Every record must reappear in the answer exactly as given.
BEGIN Extracted information
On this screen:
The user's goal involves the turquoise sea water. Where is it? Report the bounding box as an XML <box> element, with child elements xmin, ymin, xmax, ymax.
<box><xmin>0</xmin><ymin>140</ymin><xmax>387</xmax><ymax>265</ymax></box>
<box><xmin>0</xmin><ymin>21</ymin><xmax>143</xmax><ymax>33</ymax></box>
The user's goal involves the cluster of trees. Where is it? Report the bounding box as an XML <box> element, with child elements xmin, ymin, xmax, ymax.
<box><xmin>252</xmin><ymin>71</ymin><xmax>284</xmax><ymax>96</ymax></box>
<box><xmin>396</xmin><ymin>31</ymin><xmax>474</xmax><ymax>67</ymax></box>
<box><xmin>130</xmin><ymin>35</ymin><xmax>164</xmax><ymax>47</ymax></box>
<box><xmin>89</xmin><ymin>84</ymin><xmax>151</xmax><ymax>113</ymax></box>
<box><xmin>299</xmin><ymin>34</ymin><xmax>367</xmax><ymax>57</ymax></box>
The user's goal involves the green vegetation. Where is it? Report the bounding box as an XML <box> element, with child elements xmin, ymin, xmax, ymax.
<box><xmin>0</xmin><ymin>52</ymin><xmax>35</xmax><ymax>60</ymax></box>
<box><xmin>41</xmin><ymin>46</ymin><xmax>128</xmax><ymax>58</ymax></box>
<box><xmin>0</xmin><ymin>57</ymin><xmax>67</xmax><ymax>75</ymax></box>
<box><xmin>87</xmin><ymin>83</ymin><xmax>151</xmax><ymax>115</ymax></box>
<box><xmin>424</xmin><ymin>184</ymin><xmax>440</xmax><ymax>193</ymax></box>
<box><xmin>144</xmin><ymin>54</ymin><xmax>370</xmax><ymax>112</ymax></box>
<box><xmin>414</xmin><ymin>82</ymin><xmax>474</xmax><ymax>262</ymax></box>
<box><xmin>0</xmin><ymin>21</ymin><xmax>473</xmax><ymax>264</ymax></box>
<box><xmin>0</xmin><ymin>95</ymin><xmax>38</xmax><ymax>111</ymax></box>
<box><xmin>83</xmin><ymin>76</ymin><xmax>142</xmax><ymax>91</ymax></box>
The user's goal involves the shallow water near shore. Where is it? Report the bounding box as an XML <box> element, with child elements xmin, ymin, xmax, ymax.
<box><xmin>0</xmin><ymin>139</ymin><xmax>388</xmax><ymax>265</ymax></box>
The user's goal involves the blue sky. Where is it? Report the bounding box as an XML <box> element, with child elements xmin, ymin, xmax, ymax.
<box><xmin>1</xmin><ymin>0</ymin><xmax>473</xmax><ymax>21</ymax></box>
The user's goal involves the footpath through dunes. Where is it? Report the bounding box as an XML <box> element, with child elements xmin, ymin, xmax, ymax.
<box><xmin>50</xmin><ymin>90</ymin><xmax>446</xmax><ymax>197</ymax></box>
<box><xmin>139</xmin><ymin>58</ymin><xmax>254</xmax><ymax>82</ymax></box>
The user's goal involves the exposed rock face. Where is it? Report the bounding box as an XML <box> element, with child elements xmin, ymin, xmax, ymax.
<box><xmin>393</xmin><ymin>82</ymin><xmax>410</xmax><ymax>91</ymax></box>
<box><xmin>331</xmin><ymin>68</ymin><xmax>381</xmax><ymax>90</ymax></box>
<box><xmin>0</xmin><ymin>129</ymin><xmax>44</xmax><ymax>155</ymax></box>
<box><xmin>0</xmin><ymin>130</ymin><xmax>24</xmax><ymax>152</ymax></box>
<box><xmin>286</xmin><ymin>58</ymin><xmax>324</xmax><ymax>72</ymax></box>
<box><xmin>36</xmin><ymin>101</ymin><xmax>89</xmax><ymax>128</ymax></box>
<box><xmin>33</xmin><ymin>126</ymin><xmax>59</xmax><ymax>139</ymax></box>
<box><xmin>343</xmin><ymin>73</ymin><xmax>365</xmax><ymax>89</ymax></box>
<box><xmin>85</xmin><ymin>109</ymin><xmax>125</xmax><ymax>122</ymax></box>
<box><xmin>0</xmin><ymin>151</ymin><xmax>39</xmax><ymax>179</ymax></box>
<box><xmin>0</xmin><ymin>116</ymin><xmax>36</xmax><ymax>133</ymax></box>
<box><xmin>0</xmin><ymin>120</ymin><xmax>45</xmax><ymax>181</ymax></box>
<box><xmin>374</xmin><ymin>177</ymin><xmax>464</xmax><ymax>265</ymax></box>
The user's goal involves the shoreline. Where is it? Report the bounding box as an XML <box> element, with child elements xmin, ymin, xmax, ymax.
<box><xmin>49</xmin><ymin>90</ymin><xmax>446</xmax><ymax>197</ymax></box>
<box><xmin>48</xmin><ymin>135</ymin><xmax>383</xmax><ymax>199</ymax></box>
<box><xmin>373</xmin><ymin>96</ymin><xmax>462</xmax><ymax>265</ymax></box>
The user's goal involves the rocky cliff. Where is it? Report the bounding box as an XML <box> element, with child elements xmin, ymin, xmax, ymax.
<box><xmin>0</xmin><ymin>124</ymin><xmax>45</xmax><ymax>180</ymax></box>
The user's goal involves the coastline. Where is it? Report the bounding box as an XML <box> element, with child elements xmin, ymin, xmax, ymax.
END Extracted information
§ Output
On this screen:
The user's goal involves the turquoise sea water. Where is it? Report the bounding box as an XML <box> element, with child elements xmin, ymin, xmax, ymax.
<box><xmin>0</xmin><ymin>140</ymin><xmax>387</xmax><ymax>265</ymax></box>
<box><xmin>0</xmin><ymin>21</ymin><xmax>143</xmax><ymax>33</ymax></box>
The user's goal involves the cluster of trees. Where is it? Report the bounding box as an XML <box> element, with child elements xmin, ymin, xmax, ymax.
<box><xmin>252</xmin><ymin>71</ymin><xmax>284</xmax><ymax>96</ymax></box>
<box><xmin>396</xmin><ymin>31</ymin><xmax>474</xmax><ymax>67</ymax></box>
<box><xmin>130</xmin><ymin>35</ymin><xmax>164</xmax><ymax>47</ymax></box>
<box><xmin>89</xmin><ymin>84</ymin><xmax>151</xmax><ymax>113</ymax></box>
<box><xmin>299</xmin><ymin>34</ymin><xmax>367</xmax><ymax>57</ymax></box>
The user's goal involves the green vegetation. Where is it? Report the bounding box as an XML <box> element, with child elements xmin, ymin, xmax, ymax.
<box><xmin>0</xmin><ymin>52</ymin><xmax>35</xmax><ymax>60</ymax></box>
<box><xmin>41</xmin><ymin>46</ymin><xmax>128</xmax><ymax>58</ymax></box>
<box><xmin>0</xmin><ymin>57</ymin><xmax>67</xmax><ymax>75</ymax></box>
<box><xmin>87</xmin><ymin>83</ymin><xmax>151</xmax><ymax>115</ymax></box>
<box><xmin>424</xmin><ymin>184</ymin><xmax>440</xmax><ymax>193</ymax></box>
<box><xmin>144</xmin><ymin>54</ymin><xmax>370</xmax><ymax>112</ymax></box>
<box><xmin>414</xmin><ymin>82</ymin><xmax>474</xmax><ymax>262</ymax></box>
<box><xmin>0</xmin><ymin>21</ymin><xmax>473</xmax><ymax>264</ymax></box>
<box><xmin>0</xmin><ymin>95</ymin><xmax>38</xmax><ymax>111</ymax></box>
<box><xmin>83</xmin><ymin>76</ymin><xmax>142</xmax><ymax>91</ymax></box>
The user's goal involves the shallow water near shore. Where is it? Report the bounding box as an XML <box> element, with child elements xmin, ymin, xmax, ymax.
<box><xmin>0</xmin><ymin>139</ymin><xmax>388</xmax><ymax>265</ymax></box>
The user's goal involves the blue sky. Where is it? Report the bounding box as an XML <box> element, with child elements xmin, ymin, xmax, ymax.
<box><xmin>1</xmin><ymin>0</ymin><xmax>473</xmax><ymax>21</ymax></box>
The user's goal involves the footpath through dunes. Where is it? Report the bounding box as an XML <box> element, with child elements xmin, ymin, xmax, ymax.
<box><xmin>50</xmin><ymin>90</ymin><xmax>446</xmax><ymax>197</ymax></box>
<box><xmin>139</xmin><ymin>58</ymin><xmax>254</xmax><ymax>82</ymax></box>
The user's goal involves the exposed rock face. Where is it? Report the bounding box as an XML <box> element, with child elements xmin, ymin, xmax, ymax.
<box><xmin>393</xmin><ymin>82</ymin><xmax>410</xmax><ymax>91</ymax></box>
<box><xmin>331</xmin><ymin>68</ymin><xmax>381</xmax><ymax>90</ymax></box>
<box><xmin>0</xmin><ymin>129</ymin><xmax>44</xmax><ymax>155</ymax></box>
<box><xmin>0</xmin><ymin>130</ymin><xmax>24</xmax><ymax>152</ymax></box>
<box><xmin>286</xmin><ymin>58</ymin><xmax>324</xmax><ymax>72</ymax></box>
<box><xmin>36</xmin><ymin>101</ymin><xmax>89</xmax><ymax>128</ymax></box>
<box><xmin>33</xmin><ymin>126</ymin><xmax>59</xmax><ymax>139</ymax></box>
<box><xmin>343</xmin><ymin>73</ymin><xmax>365</xmax><ymax>89</ymax></box>
<box><xmin>85</xmin><ymin>109</ymin><xmax>125</xmax><ymax>122</ymax></box>
<box><xmin>0</xmin><ymin>151</ymin><xmax>39</xmax><ymax>179</ymax></box>
<box><xmin>0</xmin><ymin>116</ymin><xmax>36</xmax><ymax>133</ymax></box>
<box><xmin>0</xmin><ymin>120</ymin><xmax>45</xmax><ymax>181</ymax></box>
<box><xmin>374</xmin><ymin>177</ymin><xmax>464</xmax><ymax>265</ymax></box>
The user's goal involves the shoreline. Where is it? Report the bounding box as an XML <box> element, with child elements xmin, ymin, xmax, ymax.
<box><xmin>49</xmin><ymin>90</ymin><xmax>446</xmax><ymax>197</ymax></box>
<box><xmin>48</xmin><ymin>135</ymin><xmax>383</xmax><ymax>199</ymax></box>
<box><xmin>373</xmin><ymin>96</ymin><xmax>462</xmax><ymax>265</ymax></box>
The user's goal involves the rocky cliff. Where is it? Report the bounding box as an XML <box> element, with child elements xmin, ymin, xmax, ymax.
<box><xmin>0</xmin><ymin>124</ymin><xmax>45</xmax><ymax>180</ymax></box>
The user's goal involves the coastline. Where is it? Report the bounding box as an XML <box> element, with child elements xmin, ymin, xmax, ymax.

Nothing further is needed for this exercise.